Jesse White v SA Amateur Football League Incorporated

Case

[2022] SASC 85

12 August 2022


Supreme Court of South Australia

(Civil: Application)

JESSE WHITE v SA AMATEUR FOOTBALL LEAGUE INCORPORATED

[2022] SASC 85

Judgment of the Honourable Auxiliary Justice Tilmouth  

12 August 2022

ADMINISTRATIVE LAW - JUDICIAL REVIEW - GROUNDS OF REVIEW - PROCEDURAL FAIRNESS

ADMINISTRATIVE LAW - JUDICIAL REVIEW - GROUNDS OF REVIEW - PROCEDURAL FAIRNESS - HEARING - NATURE OF HEARING - DISCLOSURE OF EVIDENCE AND MATERIAL FACTORS

ADMINISTRATIVE LAW - JUDICIAL REVIEW - POWERS OF COURTS UNDER JUDICIAL REVIEW LEGISLATION - DECLARATIONS

Following a disciplinary tribunal hearing before the SA Amateur Football League Tribunal, Mr Jesse White was found guilty of 'careless conduct, medium impact and high conduct' by striking another player during the course of an Australian Rules football match. He was suspended from playing in the competition for three matches.

While considering its decision as to penalty, the Tribunal became aware of two prior reports of 'rough conduct' recorded on Mr White's Player Management record. Mr White denied any recollection of the two incidents. The Tribunal considered the record relevant for the purposes of determining penalty and it expressed 'some scepticism' over Mr White's explanation and indicated a concern that he may have misled the Tribunal.

Mr White applies for a judicial review of the Tribunal's decision, on the grounds that he was denied procedural fairness and natural justice. He seeks an order quashing the Tribunal's decision, or in the alternative, a declaration that the penalty is null and void.

Held, per Tilmouth AJ:

1.     The applicant was denied procedural fairness by the fact that the Tribunal did not disclose in advance of submissions on penalty, the details of Mr White’s Player Management record. In such circumstances, the Court is unpersuaded that justice was done, or manifestly and undoubtedly seen to be done.

2.     The Court declares that the decision made on 27 July 2022 by the Tribunal suspending Mr White from playing in the League for three matches is null and void.

3.     Parties are at liberty to apply on the issue of costs, or any other consequential order.

Supreme Court Act 1935 (SA) s 31; Uniform Civil Rules 2020 (SA) r 256.7, referred to.

Applicant VEAL of 2002 v Minister for Immigration and Multicultural and Indigenous Affairs (2005) 225 CLR 88; Cameron v Hogan (1934) 51 CLR 358; Dixon v Commonwealth (1981) 61 ALR 173; Ex parte McCarthy [1924] 1 KB 256; FAI Insurances Ltd v Winneke (1982) 151 CLR 342; Heatley v Tasmanian Racing and Gaming Commission (1977) 137 CLR 487; Kioa v West (1985) 159 CLR 550; McClelland v Burning Palms Surf Life Saving Club (2002) 191 ALR 759; NIB Health Funds Ltd v Private Health Insurance Administration Council (2002) 115 FCR 561; R v Sussex Justices [1923] All ER Rep 233; Twist v Randwick Municipal Council (1976) 136 CLR 106, considered.

JESSE WHITE v SA AMATEUR FOOTBALL LEAGUE INCORPORATED

[2022] SASC 85

Civil

TILMOUTH AJ

The current proceedings

  1. The Court has before it an application by Mr Jesse White for the Judicial Review of a decision made on 27 July 2022 by the South Australian Amateur Football League Tribunal, finding him guilty of intentionally or carelessly striking another player during the course of an Australian Rules football match and on account thereof, suspending him from playing in the 2022 Australian Rules football competition for three matches until 15 August 2022.

Data supplied ->
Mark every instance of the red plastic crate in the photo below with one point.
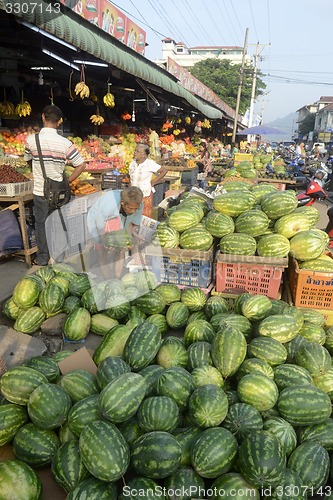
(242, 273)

---

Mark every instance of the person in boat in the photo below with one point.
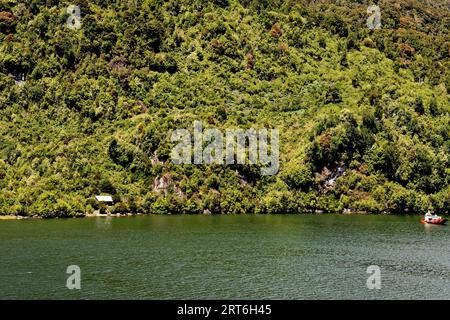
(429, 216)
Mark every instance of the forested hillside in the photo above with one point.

==

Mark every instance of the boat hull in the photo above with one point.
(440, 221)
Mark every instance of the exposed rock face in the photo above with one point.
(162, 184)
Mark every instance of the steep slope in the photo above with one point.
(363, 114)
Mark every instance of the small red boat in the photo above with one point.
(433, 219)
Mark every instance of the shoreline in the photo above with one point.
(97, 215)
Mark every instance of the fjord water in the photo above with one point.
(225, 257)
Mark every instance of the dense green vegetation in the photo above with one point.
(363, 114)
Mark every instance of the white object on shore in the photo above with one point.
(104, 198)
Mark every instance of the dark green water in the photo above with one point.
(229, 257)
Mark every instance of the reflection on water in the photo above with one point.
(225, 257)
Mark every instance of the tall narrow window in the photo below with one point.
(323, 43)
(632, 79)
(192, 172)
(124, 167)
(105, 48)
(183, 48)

Given problem 1 -> Decide whether each statement agrees with the court judgment. For each, answer yes or no and quote the words of the judgment that decide it: (a) The Tribunal suspended Mr White for three matches. (b) Mr White said he recalled the two earlier incidents. (c) The Court found that Mr White had been given procedural fairness.
Given problem 2 -> From the court judgment, extract the passage starting at "Applicant VEAL of" and ending at "CLR 106, considered.".
The records play no part in what is asked here.

Full answer 1 ->
(a) Yes: "He was suspended from playing in the competition for three matches."
(b) No: "Mr White denied any recollection of the two incidents."
(c) No: "The applicant was denied procedural fairness"

Full answer 2 ->
Applicant VEAL of 2002 v Minister for Immigration and Multicultural and Indigenous Affairs (2005) 225 CLR 88; Cameron v Hogan (1934) 51 CLR 358; Dixon v Commonwealth (1981) 61 ALR 173; Ex parte McCarthy [1924] 1 KB 256; FAI Insurances Ltd v Winneke (1982) 151 CLR 342; Heatley v Tasmanian Racing and Gaming Commission (1977) 137 CLR 487; Kioa v West (1985) 159 CLR 550; McClelland v Burning Palms Surf Life Saving Club (2002) 191 ALR 759; NIB Health Funds Ltd v Private Health Insurance Administration Council (2002) 115 FCR 561; R v Sussex Justices [1923] All ER Rep 233; Twist v Randwick Municipal Council (1976) 136 CLR 106, considered.